* [WRITTEN TASK]: Pick up the story about the vegan steakhouse date after its last sentence and keep writing it.

==== EXTRACT ====

We pulled up to this new vegan steakhouse in the San Fernando Valley, so Minimalist in design that it had no door. To enter, we had to shimmy sideways through what the Japanese architect referred to as (lost in translation, naturally): the “passage slice.” The maitre d’ told us it would be about 40 minutes before we could get a table. Cool. The wait could have been 4,000 minutes for all I cared, because me and PRVTDNCR had a lot of getting-to-know-one-another to do. Not in a sexual way. I mean, I was down for some intense, high art cuddling. In case you haven’t been reading Schindler’s Craigs List recently, gay men now engage in two kinds of intimacy: bareback-PNP-breeder-seeder style-where-no-one-comes-out-alive or….. “cuddling.”

We sat on a crowded black padded sofa in the lobby, with some other people. Not normal people, but, you know, famouses. Brad Pitt and his wife (name??) were sitting on the other side of PRVTDNCR and Courtney Love and some other dude were sitting to my right. PRVTDNCR and I were essentially pre-cuddling and I couldn’t have been happier. It felt nice and normal, like we were really meant for each other. No game playing. No drama. You know…like longtime companions should feel. I suddenly felt really bad for single people. Ha ha, sad single people. Always on the lookout for love. Hey, nice profile! TV dinners. Dying alone without fresh flowers on the grave. Single and sad. Not like us. Not like me and my husband: PRVTDNCRRRRR.

While I stared at his beautiful male nurse fingers, I considered removing the vowels from my name as well: DNDNC. Hmm. Maybe I need the vowels so I don’t get mistaken for the Democratic National Convention. Or a Dunkin’ Donuts in North Carolina. But if I use my middle name (“Antonio”) and remove the vowels….DNNTNDNC. Shit… “Downtown Dunce” is way too obvious. Fuck it. I’m keeping my vowels.

==== INFORMATION SHOWN ====

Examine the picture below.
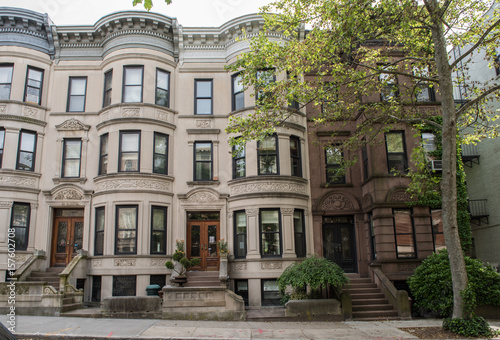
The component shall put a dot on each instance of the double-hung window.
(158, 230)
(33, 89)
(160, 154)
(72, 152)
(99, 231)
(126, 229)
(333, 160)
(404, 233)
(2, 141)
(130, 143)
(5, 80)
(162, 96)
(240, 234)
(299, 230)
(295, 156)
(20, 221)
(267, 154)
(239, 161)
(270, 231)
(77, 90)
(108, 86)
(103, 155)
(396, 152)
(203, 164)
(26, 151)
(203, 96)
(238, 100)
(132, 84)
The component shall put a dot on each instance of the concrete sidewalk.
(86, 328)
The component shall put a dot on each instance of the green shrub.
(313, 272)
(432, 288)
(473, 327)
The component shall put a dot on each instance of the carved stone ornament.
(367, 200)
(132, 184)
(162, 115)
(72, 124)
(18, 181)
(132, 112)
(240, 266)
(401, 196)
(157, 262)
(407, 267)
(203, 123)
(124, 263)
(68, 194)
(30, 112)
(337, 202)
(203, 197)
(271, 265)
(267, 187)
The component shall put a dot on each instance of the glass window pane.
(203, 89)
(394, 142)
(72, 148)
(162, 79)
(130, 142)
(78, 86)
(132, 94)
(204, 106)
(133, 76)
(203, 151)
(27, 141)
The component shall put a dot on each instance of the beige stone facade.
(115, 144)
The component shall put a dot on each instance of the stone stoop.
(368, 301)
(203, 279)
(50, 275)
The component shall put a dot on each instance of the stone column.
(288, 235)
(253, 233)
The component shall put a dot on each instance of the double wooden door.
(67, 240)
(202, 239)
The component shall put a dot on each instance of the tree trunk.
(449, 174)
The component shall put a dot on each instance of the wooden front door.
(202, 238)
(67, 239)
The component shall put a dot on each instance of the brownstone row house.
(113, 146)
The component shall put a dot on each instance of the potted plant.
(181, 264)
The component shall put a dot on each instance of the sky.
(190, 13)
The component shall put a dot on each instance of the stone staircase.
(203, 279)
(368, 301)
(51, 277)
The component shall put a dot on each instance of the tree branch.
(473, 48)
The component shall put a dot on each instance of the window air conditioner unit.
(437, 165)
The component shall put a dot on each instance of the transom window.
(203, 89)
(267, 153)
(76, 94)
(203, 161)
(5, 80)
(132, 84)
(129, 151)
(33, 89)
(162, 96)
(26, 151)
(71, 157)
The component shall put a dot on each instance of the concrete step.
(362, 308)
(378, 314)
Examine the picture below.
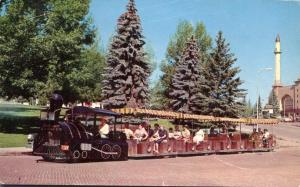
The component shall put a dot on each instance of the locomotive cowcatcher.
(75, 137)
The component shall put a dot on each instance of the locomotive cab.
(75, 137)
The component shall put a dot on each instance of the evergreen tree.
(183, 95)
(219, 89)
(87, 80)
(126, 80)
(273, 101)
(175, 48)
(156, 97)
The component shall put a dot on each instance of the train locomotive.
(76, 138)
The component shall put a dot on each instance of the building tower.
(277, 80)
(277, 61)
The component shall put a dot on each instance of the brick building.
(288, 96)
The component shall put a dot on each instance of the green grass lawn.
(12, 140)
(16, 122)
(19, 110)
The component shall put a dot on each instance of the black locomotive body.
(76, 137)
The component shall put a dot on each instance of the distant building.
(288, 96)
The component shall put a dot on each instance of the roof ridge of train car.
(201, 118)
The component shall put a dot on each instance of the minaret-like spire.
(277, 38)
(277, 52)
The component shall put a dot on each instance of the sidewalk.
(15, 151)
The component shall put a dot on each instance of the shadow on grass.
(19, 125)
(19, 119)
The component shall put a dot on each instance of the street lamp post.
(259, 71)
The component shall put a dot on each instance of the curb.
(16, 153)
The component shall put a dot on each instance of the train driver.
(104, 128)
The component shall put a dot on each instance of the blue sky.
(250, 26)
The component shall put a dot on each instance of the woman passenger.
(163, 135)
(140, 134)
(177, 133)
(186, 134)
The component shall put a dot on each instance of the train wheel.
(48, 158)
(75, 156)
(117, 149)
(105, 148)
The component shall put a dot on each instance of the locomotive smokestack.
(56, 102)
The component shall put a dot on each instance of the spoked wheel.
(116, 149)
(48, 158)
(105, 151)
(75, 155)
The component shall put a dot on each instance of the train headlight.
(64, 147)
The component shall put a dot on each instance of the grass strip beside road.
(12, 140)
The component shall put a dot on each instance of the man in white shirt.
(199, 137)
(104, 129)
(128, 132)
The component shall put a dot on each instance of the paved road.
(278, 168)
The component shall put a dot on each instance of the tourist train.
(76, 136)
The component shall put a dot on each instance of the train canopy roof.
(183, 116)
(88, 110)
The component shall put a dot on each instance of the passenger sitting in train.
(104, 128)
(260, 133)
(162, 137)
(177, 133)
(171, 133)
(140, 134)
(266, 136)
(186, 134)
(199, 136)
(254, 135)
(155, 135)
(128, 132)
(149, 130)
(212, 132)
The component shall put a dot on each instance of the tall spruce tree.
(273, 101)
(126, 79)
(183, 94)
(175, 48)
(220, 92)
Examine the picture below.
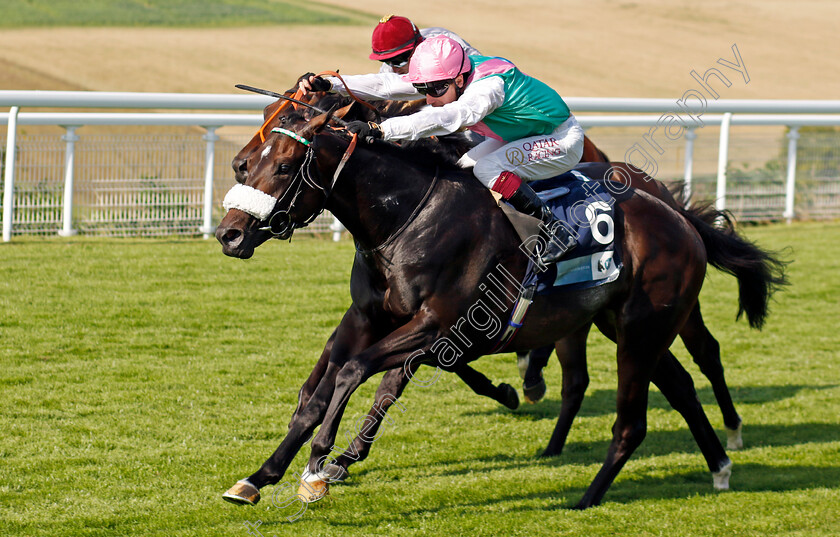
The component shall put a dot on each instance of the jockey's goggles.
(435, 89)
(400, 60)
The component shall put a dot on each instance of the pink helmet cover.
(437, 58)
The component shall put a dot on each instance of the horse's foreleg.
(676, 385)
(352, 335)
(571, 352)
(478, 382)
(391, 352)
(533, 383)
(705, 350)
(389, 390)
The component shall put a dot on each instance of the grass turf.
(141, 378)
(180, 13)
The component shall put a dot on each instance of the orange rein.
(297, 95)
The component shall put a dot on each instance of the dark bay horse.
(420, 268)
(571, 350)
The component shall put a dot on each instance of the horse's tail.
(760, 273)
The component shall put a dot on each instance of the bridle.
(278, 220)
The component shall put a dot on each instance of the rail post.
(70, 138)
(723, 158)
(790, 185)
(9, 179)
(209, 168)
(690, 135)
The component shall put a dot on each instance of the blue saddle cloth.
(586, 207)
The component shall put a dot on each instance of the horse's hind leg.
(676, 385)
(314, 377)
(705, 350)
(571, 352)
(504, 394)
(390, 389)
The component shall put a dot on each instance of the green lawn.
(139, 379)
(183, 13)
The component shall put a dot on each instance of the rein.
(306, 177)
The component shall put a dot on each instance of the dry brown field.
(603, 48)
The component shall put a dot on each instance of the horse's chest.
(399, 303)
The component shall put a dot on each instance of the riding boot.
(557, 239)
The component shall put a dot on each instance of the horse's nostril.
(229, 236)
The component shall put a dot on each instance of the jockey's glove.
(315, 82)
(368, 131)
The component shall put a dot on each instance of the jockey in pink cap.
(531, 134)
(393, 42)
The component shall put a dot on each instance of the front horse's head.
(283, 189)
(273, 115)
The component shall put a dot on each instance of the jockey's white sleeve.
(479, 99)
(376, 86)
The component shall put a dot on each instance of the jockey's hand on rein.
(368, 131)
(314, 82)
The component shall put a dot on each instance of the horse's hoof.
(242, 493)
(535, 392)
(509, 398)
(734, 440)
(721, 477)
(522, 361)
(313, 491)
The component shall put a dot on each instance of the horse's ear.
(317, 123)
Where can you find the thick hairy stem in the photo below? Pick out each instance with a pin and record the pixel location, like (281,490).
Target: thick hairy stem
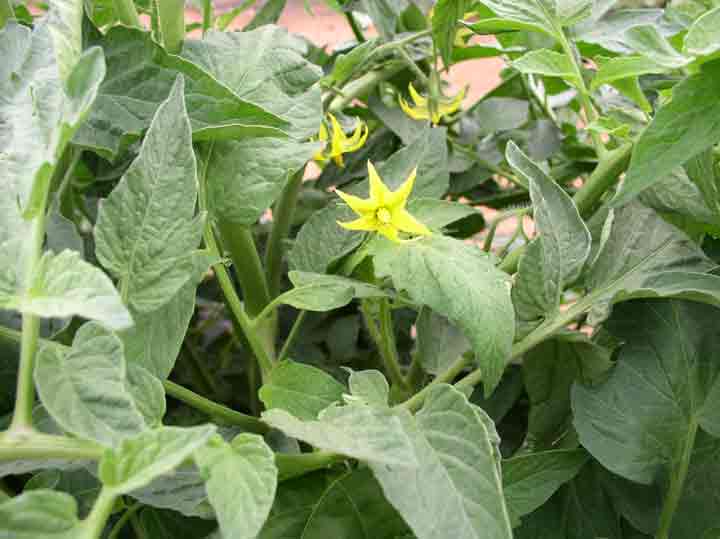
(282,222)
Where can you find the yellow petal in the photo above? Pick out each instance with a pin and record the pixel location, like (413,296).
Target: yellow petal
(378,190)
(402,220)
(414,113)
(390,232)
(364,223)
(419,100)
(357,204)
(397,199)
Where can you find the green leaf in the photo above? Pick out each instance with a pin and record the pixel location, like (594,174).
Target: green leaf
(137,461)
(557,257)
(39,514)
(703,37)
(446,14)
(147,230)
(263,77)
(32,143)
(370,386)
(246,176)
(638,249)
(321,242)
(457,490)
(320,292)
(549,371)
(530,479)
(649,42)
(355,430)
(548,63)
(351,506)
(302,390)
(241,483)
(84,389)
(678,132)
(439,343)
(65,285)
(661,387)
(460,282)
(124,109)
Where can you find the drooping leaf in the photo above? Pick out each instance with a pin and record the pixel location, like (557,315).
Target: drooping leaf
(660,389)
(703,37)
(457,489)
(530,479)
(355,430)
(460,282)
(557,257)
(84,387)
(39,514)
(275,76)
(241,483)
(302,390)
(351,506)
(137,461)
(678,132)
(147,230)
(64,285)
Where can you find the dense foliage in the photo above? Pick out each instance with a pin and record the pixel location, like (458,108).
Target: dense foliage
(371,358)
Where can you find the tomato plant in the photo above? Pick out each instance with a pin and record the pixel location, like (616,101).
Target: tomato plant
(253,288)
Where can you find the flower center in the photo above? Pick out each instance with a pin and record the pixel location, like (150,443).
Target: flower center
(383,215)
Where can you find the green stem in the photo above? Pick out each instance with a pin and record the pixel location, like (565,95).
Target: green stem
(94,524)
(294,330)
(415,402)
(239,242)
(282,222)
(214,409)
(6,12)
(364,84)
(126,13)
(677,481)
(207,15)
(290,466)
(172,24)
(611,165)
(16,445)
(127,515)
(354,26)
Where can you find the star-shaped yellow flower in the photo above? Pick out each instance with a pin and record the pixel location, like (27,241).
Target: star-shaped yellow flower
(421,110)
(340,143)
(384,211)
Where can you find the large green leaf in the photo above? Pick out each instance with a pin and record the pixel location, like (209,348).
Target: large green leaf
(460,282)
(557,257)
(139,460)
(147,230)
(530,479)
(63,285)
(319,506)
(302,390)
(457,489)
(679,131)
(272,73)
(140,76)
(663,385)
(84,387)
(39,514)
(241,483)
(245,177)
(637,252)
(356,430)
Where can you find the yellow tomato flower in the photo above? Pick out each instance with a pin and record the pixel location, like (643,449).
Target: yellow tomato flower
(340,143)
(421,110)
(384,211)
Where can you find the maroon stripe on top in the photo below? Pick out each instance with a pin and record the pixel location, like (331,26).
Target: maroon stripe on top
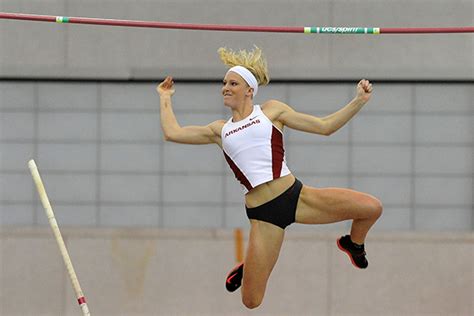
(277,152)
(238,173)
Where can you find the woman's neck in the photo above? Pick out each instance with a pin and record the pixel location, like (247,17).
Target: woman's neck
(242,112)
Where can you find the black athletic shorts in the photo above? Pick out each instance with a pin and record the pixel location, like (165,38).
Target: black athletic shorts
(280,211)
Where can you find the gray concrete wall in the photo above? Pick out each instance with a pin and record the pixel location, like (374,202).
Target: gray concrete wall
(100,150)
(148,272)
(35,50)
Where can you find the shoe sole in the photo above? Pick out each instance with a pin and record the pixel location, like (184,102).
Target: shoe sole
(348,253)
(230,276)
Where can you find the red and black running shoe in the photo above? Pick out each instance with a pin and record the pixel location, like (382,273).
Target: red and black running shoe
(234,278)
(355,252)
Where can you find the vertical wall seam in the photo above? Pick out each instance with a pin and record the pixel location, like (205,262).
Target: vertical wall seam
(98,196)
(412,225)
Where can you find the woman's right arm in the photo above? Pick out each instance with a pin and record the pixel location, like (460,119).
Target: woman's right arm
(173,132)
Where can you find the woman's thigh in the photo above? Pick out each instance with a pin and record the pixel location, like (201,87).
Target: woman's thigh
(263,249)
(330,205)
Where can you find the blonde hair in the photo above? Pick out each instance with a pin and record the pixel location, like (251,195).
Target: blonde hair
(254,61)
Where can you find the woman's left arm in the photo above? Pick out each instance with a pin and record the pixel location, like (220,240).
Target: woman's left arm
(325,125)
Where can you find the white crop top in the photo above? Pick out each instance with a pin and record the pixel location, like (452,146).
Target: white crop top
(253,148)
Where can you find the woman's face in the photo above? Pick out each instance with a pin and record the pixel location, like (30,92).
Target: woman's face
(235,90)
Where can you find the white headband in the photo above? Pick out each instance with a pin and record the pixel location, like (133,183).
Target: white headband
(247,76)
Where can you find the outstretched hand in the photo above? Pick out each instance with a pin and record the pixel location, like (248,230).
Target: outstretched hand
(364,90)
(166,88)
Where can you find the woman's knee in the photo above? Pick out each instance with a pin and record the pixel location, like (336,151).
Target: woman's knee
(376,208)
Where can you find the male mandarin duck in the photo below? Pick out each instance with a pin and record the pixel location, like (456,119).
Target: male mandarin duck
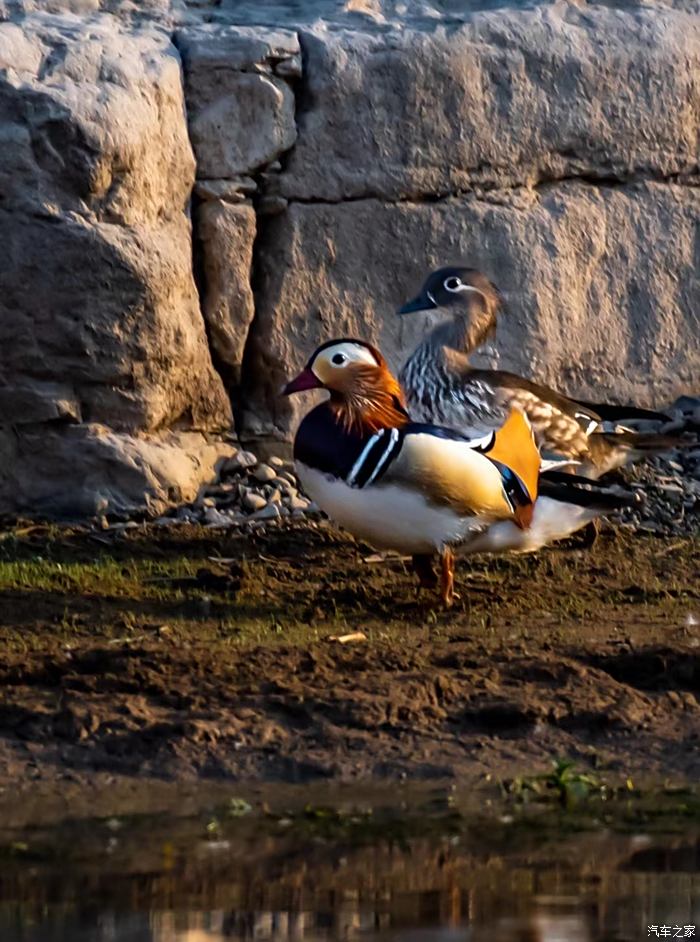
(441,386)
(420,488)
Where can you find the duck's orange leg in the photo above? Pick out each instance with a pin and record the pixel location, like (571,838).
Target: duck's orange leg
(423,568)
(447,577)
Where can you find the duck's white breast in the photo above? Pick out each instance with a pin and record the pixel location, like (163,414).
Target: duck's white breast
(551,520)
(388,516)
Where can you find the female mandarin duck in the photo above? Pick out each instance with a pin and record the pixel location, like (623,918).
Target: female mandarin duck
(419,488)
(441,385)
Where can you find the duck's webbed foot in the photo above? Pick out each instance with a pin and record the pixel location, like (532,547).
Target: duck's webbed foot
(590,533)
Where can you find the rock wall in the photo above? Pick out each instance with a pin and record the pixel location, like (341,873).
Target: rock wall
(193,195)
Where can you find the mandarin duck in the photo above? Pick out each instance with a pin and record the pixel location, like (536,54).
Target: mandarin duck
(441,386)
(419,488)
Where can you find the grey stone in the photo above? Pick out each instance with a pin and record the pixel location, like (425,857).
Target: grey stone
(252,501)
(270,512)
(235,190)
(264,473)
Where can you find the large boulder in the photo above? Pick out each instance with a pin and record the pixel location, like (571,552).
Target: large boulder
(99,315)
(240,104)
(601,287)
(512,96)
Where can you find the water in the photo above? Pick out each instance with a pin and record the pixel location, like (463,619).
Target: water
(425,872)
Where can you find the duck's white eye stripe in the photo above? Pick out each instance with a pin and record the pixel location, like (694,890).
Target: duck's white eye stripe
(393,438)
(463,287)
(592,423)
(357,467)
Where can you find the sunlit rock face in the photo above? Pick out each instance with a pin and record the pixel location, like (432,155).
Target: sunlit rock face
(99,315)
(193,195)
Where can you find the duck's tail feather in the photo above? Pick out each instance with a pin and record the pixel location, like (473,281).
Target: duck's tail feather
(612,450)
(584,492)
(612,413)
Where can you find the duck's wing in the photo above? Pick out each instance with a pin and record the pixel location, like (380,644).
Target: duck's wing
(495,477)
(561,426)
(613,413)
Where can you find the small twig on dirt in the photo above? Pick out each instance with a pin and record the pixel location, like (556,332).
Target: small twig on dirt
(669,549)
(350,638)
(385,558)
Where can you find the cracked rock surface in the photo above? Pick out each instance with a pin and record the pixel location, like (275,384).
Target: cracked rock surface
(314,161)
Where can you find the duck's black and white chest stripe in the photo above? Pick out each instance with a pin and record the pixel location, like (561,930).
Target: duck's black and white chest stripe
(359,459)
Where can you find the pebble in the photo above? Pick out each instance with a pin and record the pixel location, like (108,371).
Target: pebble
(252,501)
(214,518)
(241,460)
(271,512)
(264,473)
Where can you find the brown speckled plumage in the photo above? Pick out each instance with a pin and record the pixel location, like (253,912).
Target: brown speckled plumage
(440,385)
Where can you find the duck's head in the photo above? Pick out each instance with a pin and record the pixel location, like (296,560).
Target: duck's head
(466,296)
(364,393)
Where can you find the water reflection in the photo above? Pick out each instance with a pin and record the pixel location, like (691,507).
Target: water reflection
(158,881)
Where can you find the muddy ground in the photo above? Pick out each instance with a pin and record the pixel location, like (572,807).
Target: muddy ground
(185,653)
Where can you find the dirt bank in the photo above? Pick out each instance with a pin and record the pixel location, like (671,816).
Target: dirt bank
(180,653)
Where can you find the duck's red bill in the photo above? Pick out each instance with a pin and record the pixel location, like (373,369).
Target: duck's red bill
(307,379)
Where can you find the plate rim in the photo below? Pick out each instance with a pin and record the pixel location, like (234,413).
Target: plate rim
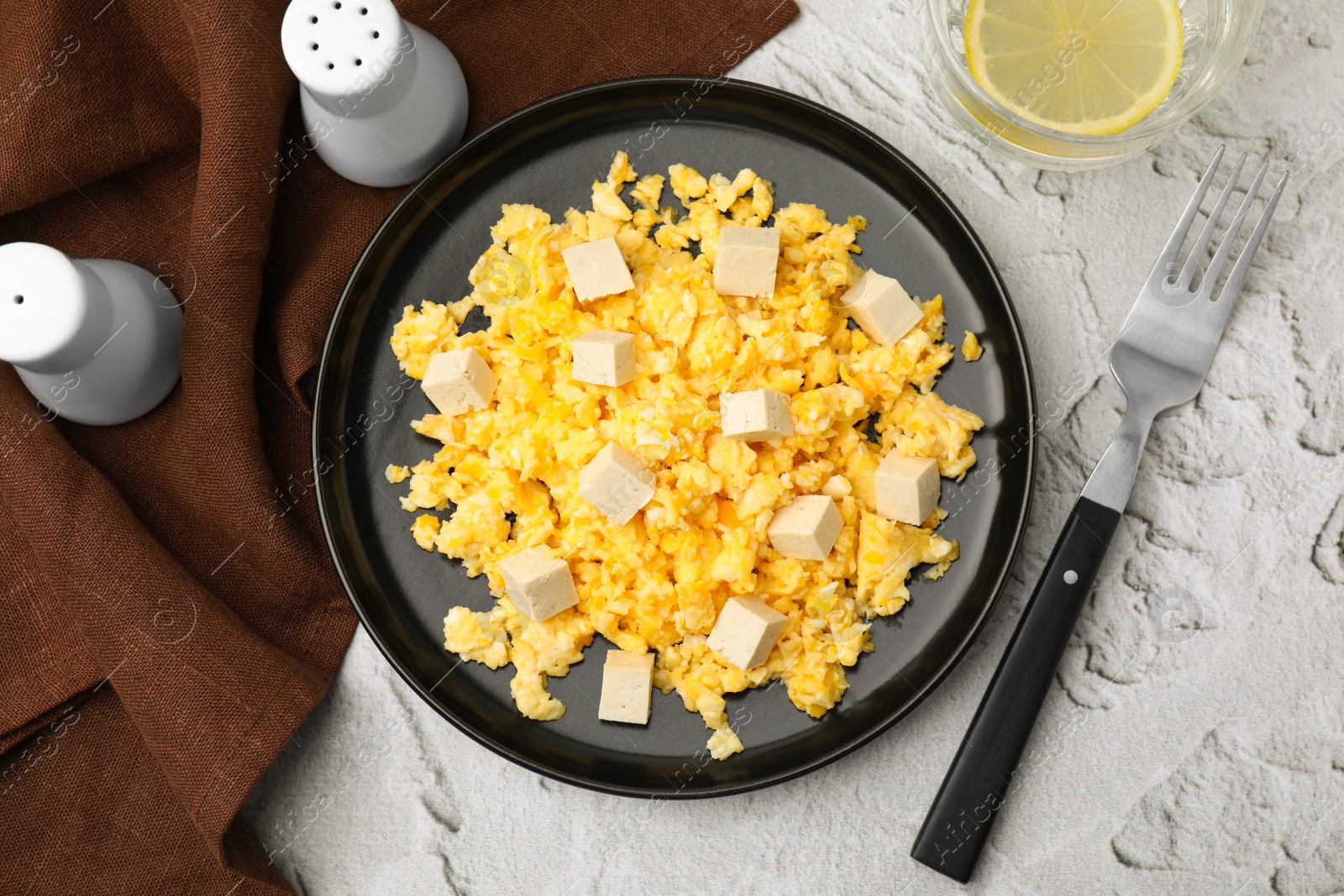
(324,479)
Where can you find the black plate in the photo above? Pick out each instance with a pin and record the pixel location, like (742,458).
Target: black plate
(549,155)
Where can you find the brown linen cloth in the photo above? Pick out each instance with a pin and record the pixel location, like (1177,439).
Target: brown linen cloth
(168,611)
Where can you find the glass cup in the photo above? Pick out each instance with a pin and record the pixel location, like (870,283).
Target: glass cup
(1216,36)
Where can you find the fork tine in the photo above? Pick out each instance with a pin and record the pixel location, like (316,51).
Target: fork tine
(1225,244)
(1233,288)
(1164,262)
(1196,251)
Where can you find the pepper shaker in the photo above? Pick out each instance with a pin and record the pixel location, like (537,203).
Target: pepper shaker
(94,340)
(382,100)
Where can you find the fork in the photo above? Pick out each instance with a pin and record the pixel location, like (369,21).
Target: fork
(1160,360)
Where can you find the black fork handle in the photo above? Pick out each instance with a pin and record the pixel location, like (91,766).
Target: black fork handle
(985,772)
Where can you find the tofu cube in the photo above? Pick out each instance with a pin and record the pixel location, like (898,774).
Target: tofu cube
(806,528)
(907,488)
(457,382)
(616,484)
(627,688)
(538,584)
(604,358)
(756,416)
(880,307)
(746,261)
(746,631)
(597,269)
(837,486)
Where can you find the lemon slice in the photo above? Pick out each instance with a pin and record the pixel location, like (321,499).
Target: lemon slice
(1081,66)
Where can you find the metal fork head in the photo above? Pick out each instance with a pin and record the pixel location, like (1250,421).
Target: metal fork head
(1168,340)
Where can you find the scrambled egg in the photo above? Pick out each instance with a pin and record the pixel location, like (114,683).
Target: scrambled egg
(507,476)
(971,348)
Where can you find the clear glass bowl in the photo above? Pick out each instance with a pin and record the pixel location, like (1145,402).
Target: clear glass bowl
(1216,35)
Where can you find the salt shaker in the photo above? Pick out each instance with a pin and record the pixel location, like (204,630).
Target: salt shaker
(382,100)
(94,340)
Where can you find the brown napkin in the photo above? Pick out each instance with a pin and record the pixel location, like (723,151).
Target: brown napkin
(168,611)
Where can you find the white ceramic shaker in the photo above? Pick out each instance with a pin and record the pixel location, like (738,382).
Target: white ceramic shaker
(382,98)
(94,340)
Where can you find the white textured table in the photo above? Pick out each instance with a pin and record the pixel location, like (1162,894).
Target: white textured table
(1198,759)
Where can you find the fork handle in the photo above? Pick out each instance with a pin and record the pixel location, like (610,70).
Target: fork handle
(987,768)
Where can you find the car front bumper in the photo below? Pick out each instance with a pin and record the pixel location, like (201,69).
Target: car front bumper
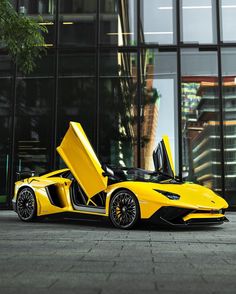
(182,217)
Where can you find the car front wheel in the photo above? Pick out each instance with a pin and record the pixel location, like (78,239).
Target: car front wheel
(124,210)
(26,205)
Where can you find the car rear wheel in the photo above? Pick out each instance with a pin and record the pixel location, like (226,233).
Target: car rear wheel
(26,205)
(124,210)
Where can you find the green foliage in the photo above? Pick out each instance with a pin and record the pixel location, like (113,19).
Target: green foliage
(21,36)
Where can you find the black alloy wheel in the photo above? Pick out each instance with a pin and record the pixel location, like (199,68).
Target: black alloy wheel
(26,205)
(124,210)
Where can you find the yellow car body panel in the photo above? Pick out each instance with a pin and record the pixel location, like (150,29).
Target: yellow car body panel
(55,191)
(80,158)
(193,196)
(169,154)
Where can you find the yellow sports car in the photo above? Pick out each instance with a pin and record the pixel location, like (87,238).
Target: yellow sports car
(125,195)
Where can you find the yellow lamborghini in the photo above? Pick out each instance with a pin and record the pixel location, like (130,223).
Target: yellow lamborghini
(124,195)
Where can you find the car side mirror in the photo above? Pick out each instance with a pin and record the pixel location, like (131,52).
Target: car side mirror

====

* [TASK OUTPUT]:
I heard Courtney say, “Ugh. Why does this place reek of pine? Are they burning shitty candles?” I quickly touched my leg and realized that I was still soaked with Fabuloso. As I was leaning in to agree with her, to say something like, “Oh, I know, Courtney, don’t you hate cheap candles?” she looked at me and said, “You’re sitting on my coat, mannn.” I sat up to liberate her Rick Owens unfinished virgin goat hide (shut up, I didn’t need to see the label, it’s Rick Fucking Owens) from under my ass. Courtney gave it a yank and walked away. I started to wave goodbye to her and pulled my waving arm back with my less humiliating one. I felt myself getting really warm. The maitre d’ handed us two green cocktails with a straw made from hollowed out frozen watermelon rind. “On the house….enjoy.”

A photographer came by and snapped this photo, hoping for a shot of Courtney. PRVTDNCR threw up his hands and said, “FUCK OFF, ASSHOLE.” Using two middle fingers, he made a gang sign I hadn’t seen before. Hot. I already know what I’m getting my man for Xmas: A sunglasses case embroidered with his name: “El Shy Boycito”


“So tell me about what you were like growing up?” I asked him. I was hungry, more for information on my new love than cruelty-free fusion food.

“Well, you know I grew up in Japan, right? My two moms had started this lesbian socialist graphic arts collective in Kobe….Damn, that busboy is fucking sexy…”

I went deaf to the busboy comment and took another big sip of my green cocktail. Fuck, it’s warm in here. I took another sip. And oh, hell, one more.

“Then when I was nine, we moved to New York and my moms invented New Wave.”

“Oh wow! I love Nude Ways.” My vision started to appear as if I were peering through cheap binoculars. Fuzzy middles and black around the edges. My body was drenched with sweat but I refused to ruin this totally perfect moment with my new life partner. Is that Parker Posey over there? I took another slurp of green crazy juice while PRVTDNCR described his teenage years as a Congressional male prostitute page. Uhhh, I feel sleepy.

This is the last image that I can remember:


When I woke up, the sun stabbed at my eyeballs. I closed them fast but the pounding started in my head and moved down my spine. Five minutes later, I dared to open them again and realized that I was next to a smelly dumpster. Beautiful. I got to my feet, finding strange comfort that I had been behind the Tacos Mexico I had noticed before we got to that fancy steakhouse. I must have been about eight blocks from there and about eight miles from home.

I brushed some cold rice from my arm and noticed something on my leg. It was PRVTDNCR’s writing. I’d know it anywhere.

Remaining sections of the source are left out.